Locate each line in the records below that contains the word "quartz" and copy those lines.

[Location identification items]:
=-=-=-=-=

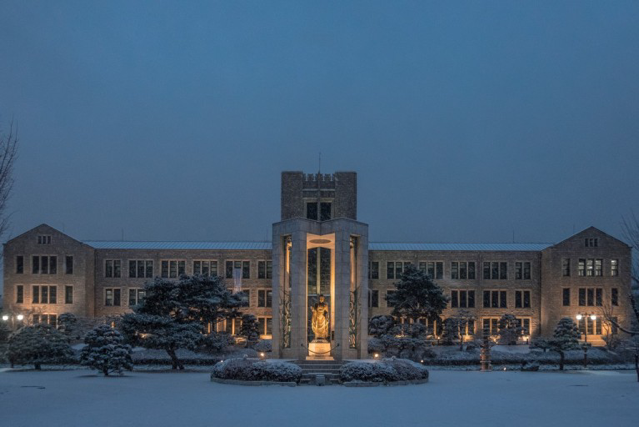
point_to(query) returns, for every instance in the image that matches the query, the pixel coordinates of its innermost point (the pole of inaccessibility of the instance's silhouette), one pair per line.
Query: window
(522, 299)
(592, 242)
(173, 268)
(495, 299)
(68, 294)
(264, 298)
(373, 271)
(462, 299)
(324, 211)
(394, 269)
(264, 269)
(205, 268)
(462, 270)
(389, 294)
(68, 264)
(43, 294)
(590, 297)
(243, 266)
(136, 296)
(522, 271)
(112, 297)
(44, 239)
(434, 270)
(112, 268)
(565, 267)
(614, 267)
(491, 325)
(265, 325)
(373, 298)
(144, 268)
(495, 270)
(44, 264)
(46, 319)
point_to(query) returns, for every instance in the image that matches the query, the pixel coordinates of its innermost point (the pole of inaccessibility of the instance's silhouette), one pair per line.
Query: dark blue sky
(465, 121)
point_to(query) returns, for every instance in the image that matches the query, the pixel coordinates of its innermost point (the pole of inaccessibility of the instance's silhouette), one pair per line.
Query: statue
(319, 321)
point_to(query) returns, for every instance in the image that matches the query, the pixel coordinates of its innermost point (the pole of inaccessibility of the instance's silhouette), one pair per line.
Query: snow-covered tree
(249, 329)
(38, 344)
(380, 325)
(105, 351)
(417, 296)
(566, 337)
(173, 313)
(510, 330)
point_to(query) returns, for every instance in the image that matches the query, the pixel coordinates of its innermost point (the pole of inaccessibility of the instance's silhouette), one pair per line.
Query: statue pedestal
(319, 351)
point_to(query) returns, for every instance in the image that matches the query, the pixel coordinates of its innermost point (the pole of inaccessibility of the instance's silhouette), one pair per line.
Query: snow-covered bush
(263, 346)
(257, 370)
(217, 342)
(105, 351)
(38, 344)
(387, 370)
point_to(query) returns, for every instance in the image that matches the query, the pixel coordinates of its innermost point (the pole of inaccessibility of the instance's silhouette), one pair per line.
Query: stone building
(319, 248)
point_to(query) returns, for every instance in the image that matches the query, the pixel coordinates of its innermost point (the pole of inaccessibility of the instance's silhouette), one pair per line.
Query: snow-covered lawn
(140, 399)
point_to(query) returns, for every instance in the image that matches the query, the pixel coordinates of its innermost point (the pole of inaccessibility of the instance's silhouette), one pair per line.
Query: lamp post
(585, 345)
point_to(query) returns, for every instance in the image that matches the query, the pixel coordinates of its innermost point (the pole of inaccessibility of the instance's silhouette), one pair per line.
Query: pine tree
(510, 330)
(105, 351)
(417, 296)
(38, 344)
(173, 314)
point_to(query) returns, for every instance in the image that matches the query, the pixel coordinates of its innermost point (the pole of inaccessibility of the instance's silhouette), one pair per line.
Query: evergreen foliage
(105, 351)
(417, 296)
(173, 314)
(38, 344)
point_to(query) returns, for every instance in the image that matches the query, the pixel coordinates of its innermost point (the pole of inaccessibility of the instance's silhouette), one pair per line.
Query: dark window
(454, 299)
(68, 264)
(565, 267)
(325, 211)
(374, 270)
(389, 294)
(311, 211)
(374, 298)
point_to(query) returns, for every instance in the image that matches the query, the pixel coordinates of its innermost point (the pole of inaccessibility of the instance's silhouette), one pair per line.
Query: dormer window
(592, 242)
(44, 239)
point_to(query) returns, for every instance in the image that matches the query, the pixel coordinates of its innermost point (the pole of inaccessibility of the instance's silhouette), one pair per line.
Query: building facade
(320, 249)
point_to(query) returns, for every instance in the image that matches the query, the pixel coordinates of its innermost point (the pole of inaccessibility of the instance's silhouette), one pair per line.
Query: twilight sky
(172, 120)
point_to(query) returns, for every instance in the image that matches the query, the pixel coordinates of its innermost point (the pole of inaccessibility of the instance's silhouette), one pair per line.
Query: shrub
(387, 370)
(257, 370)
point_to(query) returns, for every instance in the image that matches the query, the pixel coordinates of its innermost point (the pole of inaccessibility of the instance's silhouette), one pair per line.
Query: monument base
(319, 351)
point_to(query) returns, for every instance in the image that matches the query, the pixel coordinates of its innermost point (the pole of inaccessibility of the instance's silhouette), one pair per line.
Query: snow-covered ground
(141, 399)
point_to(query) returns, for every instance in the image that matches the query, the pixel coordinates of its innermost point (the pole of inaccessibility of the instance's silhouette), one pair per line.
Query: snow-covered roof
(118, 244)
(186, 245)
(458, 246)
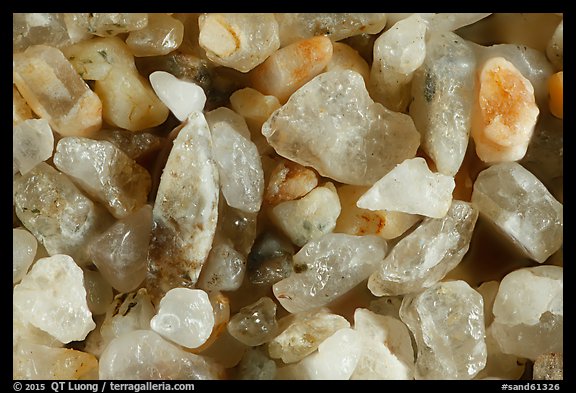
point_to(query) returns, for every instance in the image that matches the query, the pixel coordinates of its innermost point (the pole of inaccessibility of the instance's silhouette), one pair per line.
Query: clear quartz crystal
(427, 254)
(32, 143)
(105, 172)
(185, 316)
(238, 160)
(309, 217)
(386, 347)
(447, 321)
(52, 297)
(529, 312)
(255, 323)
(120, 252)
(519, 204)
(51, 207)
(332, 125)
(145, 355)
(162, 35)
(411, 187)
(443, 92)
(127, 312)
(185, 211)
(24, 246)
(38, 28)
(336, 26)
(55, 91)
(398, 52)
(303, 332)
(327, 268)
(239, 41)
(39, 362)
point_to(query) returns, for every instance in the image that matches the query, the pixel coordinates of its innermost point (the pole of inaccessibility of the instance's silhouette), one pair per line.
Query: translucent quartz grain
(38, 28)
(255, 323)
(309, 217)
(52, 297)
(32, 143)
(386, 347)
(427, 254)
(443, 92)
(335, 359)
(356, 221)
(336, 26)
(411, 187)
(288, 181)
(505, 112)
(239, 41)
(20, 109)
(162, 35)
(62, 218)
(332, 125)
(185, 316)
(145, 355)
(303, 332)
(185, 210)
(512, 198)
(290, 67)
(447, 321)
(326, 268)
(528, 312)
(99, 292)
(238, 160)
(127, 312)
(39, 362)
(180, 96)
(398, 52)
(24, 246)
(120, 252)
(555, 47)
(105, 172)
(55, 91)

=-=-=-=-=

[The completed task]:
Query: clear quartz crystal
Query: translucent quartz grain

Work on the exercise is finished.